▶ Things to do:
[a] Answer these questions about the court opinion on the habeas petition, one line each:
(i) Which case sets out the rule that Petitioner says the prosecution violated?
(ii) Which identification witness received Petitioner's photo array and photograph before testifying?
(iii) What does the court conclude about any constitutional violation arising from the omitted expanded jury charge on causation?
[b] For each statement, decide whether it agrees with the court opinion on the habeas petition. Answer yes or no and quote the deciding words.
(i) The State deliberately handed the witness the photo array.
(ii) The trial court denied Petitioner's motion for a mistrial.
(iii) Defense counsel brought up the photo array issue in his summation.
[c] Carry on the court opinion on the habeas petition from the point where it stops.

-- Begin Extract to read --

If anything, the trial judge's omission of the expanded jury charge on causation made it more difficult to convict Petitioner of purposeful or knowing murder. The trial judge instructed the jury on purposeful or knowing murder that “causing death or serious bodily injury resulting in death[] must [sic] within the design or contemplation of the defendant.” (Id. at 42:8-11). The inclusion of the expanded model jury instructions would have only added an additional method by which the jury could have convicted him of purposeful or knowing murder, i.e., by finding that Eresman's death “involve[d] the same kind of injury or harm as that designed or contemplated, and [was] not [] too remote, too accidental in its occurrence or too dependent on another's volitional act to have a just bearing on the defendant's liability or on the gravity of his/her offense.” See Model Jury Charge (Criminal), “Murder N.J.S.A. 2C:11-3a(1) and 3a(2)” (2004). Accordingly, any constitutional violation was harmless.

H. Ground Eight: Alleged Brady violation

Next, Petitioner argues that the prosecution's failure to inform him of impeaching information violated the rule set forth in Brady v. Maryland, 373 U.S. 83 (1963). (Habeas Br. at 24-26). Under Brady, a violation of a petitioner's due process rights occurs if “(1) the evidence at issue is favorable to the accused, because either it is exculpatory or impeaching; (2) the prosecution withheld it, and (3) the defendant was prejudiced because the evidence was ‘material.'” Breakiron v. Horn, 642 F.3d 126, 133 (3d Cir. 2011). Evidence is material if there is “a reasonable probability that, if the evidence had been disclosed, the result of the proceeding would have been different.” Wilson v. Beard, 589 F.3d 651, 665 (3d Cir. 2009) (citing Giglio v. United States, 405 U.S. 150, 154 (1972)).

Petitioner argues that the State failed to advise him that one of its identification witnesses, Kate Tschischik, received a copy of Petitioner's photo array and his photograph prior to testifying at the trial. (Id. at 25). After investigating, the State determined that it had inadvertently given Tschischik the photo array and photograph during trial preparation. (D.E. No. 6-59 at 4:22-24, 6:16-25, 9:13-20 & 13:6-9). Petitioner moved for a mistrial, but the trial court denied the motion. Rather, the trial court instructed the jury that “[t]o decide whether the identification testimony is sufficiently reliable evidence . . . you may consider the following factors . . . [w]hether the witness was told that the defendant was present in the courtroom or was given a copy of [Petitioner's] photograph prior to their testimony in court.” (D.E. No. 6-65 at 20:24-25, 21:6-7 & 22:21-24). Defense counsel also used this issue to discredit Tschischik during his summation. (D.E. 6-63, July 22, 2008 Trial Tr., at 39:7-20).

-- End Extract to read --
-- Begin Provided information --

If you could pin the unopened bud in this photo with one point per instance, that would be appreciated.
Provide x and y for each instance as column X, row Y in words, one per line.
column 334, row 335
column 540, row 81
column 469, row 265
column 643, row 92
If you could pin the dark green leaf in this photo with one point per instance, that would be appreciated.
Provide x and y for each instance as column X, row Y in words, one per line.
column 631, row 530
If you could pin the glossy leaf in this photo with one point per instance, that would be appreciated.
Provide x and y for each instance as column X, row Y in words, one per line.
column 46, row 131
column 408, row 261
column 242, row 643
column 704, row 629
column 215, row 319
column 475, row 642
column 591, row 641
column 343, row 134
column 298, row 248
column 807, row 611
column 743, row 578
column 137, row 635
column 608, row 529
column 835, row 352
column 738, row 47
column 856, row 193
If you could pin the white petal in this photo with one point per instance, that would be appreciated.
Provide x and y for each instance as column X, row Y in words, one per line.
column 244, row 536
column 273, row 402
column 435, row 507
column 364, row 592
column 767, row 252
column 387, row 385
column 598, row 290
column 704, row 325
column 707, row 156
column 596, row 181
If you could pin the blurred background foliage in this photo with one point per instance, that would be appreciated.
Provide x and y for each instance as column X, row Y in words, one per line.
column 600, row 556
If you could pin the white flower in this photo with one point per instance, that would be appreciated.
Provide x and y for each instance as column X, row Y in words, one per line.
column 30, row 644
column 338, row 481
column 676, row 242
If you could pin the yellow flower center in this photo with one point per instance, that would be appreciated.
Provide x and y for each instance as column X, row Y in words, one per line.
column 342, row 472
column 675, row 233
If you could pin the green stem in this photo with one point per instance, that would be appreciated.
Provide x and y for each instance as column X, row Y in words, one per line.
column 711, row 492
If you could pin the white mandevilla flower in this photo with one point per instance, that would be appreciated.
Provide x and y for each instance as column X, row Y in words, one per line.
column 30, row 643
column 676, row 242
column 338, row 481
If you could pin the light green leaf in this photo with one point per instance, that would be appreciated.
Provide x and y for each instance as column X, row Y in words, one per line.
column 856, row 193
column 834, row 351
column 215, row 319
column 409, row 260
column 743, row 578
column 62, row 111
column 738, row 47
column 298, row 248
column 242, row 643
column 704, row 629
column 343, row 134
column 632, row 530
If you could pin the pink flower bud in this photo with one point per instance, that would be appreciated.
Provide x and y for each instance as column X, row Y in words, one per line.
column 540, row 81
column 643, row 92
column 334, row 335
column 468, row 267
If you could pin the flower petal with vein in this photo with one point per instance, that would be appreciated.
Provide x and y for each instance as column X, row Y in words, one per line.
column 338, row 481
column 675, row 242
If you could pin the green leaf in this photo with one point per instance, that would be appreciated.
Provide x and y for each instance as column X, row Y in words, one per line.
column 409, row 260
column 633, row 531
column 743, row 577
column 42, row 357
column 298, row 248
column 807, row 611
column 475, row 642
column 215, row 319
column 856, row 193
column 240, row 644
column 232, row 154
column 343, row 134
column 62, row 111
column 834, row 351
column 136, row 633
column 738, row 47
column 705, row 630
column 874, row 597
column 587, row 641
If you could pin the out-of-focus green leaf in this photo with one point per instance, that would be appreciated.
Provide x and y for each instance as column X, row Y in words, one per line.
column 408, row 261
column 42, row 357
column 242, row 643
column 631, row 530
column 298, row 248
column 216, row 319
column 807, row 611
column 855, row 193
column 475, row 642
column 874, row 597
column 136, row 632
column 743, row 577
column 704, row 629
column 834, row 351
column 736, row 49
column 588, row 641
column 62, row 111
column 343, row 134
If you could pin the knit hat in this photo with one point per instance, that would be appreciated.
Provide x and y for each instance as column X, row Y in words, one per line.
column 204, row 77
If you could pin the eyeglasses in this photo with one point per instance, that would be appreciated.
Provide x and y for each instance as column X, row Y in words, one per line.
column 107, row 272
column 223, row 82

-- End Provided information --

▶ Expected answers:
[a]
(i) Brady v. Maryland, 373 U.S. 83 (1963).
(ii) Kate Tschischik.
(iii) Any constitutional violation was harmless.

[b]
(i) No: "it had inadvertently given Tschischik the photo array and photograph during trial preparation."
(ii) Yes: "Petitioner moved for a mistrial, but the trial court denied the motion."
(iii) Yes: "Defense counsel also used this issue to discredit Tschischik during his summation."

[c]
Petitioner also maintains that the State failed to disclose other information to him prior to his Miranda hearing. (See Habeas Br. at 24-25). This argument does not warrant much discussion. As the Appellate Division correctly noted, Petitioner could not establish a Brady violation based on this information because he already knew it from being personally involved in all the described instances from which the information originated. Thomas, 2013 WL 1688374, at *29. This determination is consistent with federal law. See United States v. Starusko, 729 F.2d 256, 262 (3d Cir. 1984) (“[T]he government is not obliged under Brady to furnish a defendant with information which he already has . . . .”).

The Appellate Division rejected Petitioner's argument on direct appeal. Thomas, 2013 WL 1688374, at *29-30. The court explained:

Additionally, [Petitioner] contends that the judge should have granted his motion for a mistrial because Tschischik had a copy of the photo array and [Petitioner] did not learn this until her cross-examination. All of the omitted materials were then promptly provided to [Petitioner]. In summation, defense counsel was able to discredit the credibility of Tschischik's in-court identification of [Petitioner] by reference to her possession of the photo array and [Petitioner]'s photo. The judge also gave a curative supplemental charge on identification, instructing the jury to consider whether the witness was told that [Petitioner] was present in the courtroom or was given a copy of [Petitioner]'s photograph prior to her testimony.
. . . .
[W]e conclude the measures taken by the trial judge adequately protected [Petitioner]'s right to a fair trial.
Additionally, [Petitioner] was aware of the information upon cross-examination of the witness and used it in summation. No. denial of due process occurs when Brady material is disclosed in time for its effective use at trial by defense counsel. Martini, supra, 160 N.J. at 270 n.5; United States v. Higgs, 713 F.2d 39, 44 (3d. Cir. 1983), cert. denied, 464 U.S. 1048, 104 S.Ct. 725, 79 L.Ed.2d 185 (1984).
In any event, the other evidence against [Petitioner] was overwhelming and there is not a reasonable probability that, had the withheld discovery been disclosed to defense earlier, the result of the proceeding would have been different.
Id.

In rejecting this claim, the Appellate Division did not unreasonably apply, or reach a result contrary to, clearly established federal law. As the Appellate Division correctly noted, under federal law, “[n]o denial of due process occurs if Brady material is disclosed to appellees in time for its effective use at trial.” Thomas, 2013 WL 1688374, at *30 (citing Higgs, 713 F.2d at 44).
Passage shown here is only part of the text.